* **Given data**:
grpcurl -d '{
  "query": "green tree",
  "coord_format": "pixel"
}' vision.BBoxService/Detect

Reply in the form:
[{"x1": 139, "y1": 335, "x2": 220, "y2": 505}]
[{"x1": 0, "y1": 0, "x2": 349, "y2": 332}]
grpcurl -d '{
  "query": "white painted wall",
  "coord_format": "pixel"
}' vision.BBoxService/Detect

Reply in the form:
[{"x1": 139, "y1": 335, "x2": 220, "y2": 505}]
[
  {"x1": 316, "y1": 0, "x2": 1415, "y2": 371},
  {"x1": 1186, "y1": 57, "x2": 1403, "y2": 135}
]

* **Problem to solve**: Copy out all of the records verbatim.

* **Response area**:
grpcurl -d '{
  "query": "green tree",
  "coord_format": "pixel"
}' vision.BBoxService/Detect

Reply in the form:
[{"x1": 139, "y1": 335, "x2": 220, "y2": 505}]
[{"x1": 0, "y1": 0, "x2": 349, "y2": 332}]
grpcurl -d '{
  "query": "white painted wall",
  "coord_format": "pixel"
}' vision.BBoxService/Detect

Reply in the form:
[{"x1": 139, "y1": 335, "x2": 220, "y2": 505}]
[
  {"x1": 316, "y1": 0, "x2": 1415, "y2": 371},
  {"x1": 1186, "y1": 57, "x2": 1403, "y2": 135}
]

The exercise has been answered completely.